Copy the data below verbatim, starting at the line that contains "In this exercise you will annotate the fan motor" and ending with the last line of the data.

Supplied material =
++++++
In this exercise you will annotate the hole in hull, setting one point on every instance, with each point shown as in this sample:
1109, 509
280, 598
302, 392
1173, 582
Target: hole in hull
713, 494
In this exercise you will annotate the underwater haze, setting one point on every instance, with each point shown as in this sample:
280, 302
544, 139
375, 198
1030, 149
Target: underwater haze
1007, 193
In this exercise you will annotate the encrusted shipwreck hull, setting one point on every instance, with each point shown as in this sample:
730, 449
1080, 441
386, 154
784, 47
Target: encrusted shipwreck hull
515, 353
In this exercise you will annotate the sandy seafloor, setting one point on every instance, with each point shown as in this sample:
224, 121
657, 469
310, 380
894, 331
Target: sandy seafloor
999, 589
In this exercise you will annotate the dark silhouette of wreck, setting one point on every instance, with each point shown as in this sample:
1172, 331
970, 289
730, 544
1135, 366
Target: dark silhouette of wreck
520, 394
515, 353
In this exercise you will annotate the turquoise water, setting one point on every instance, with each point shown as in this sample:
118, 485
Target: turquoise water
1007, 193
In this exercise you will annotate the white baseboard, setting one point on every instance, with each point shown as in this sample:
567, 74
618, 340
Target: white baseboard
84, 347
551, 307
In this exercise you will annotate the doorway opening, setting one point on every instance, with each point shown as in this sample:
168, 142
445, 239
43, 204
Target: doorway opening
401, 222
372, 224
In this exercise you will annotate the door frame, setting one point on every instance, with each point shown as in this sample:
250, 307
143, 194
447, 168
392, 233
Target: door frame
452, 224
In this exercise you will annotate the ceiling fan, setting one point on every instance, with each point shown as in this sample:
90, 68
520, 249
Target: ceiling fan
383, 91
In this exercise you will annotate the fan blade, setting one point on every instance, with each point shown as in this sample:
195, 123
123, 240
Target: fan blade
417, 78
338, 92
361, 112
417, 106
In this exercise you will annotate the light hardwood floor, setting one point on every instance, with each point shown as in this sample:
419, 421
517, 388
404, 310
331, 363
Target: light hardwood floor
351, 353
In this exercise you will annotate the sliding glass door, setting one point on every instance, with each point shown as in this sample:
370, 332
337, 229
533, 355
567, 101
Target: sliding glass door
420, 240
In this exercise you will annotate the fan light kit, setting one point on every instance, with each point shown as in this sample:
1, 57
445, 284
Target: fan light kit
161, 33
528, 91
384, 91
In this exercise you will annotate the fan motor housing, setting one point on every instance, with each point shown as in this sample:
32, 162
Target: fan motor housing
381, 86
++++++
Written response =
In this exercise you will annotate the fan motor housing, setting one point on every instance, with each point shown as in this sample:
32, 162
Target: fan motor housing
381, 86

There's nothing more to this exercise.